== Reading passage ==
begin

In other words, unlike how most monkey patching is done, we aren't forcibly
importing a module in order to apply the monkey patches on the basis it
might be used. Instead the monkey patching code stays dormant and unused
until the target module is later imported. If the target module is never
imported, the monkey patch code for that module is itself not even
imported.

Discovery of post import hooks
------------------------------

Post import hooks as described provide a slightly better way of setting up
monkey patches so they are applied. This is because they are only activated
if the target module containing the function to be patched is even
imported. This avoids unnecessarily importing modules you may not even use,
and which otherwise would increase memory usage of your application.

Ordering is still important and as a result it is important to ensure that
any post import hook registrations are setup before any other modules are
imported. You also need to modify your application code every time you want
to change what monkey patches are applied. This latter point could be
inconvenient if only wanting to add monkey patches infrequently for the
purposes of debugging issues.

end

== Excerpted records ==

begin

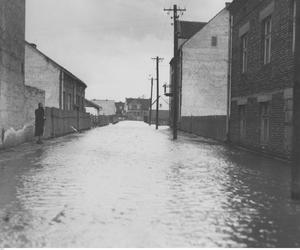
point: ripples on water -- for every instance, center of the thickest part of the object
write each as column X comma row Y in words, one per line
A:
column 131, row 186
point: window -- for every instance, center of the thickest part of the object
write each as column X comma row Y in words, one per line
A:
column 69, row 102
column 244, row 53
column 242, row 115
column 214, row 41
column 65, row 100
column 265, row 122
column 267, row 28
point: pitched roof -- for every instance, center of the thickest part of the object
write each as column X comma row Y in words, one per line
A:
column 188, row 29
column 33, row 46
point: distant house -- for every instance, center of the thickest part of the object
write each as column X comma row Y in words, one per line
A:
column 63, row 90
column 92, row 108
column 137, row 109
column 120, row 109
column 108, row 107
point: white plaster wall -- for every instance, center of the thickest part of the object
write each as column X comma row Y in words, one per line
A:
column 42, row 74
column 205, row 70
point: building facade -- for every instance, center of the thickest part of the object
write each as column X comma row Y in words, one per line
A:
column 120, row 109
column 12, row 88
column 202, row 78
column 63, row 90
column 137, row 109
column 17, row 101
column 108, row 107
column 262, row 75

end

== Your tasks ==
[1] Using the passage on monkey patching with post import hooks, answer these:
(a) What happens to the monkey patch code for a target module that is never imported?
(b) Avoiding unnecessary imports keeps what from increasing?
(c) When could having to modify the application code to change the monkey patches be inconvenient?
[2] Write the next part of the passage on monkey patching with post import hooks, picking up after its final sentence.

== Responses to the exercise ==
[1]
(a) The monkey patch code for that module is itself not even imported.
(b) It keeps the memory usage of the application from increasing.
(c) It could be inconvenient when monkey patches are only wanted infrequently, for the purposes of debugging issues.

[2]
A solution to the latter issue is to separate out monkey patches into
separately installed modules and use a registration mechanism to announce
their availability. Python applications could then have common boiler plate
code executed at the very start which discovers based on supplied
configuration what monkey patches should be applied. The registration
mechanism would then allow the monkey patch modules to be discovered at
runtime.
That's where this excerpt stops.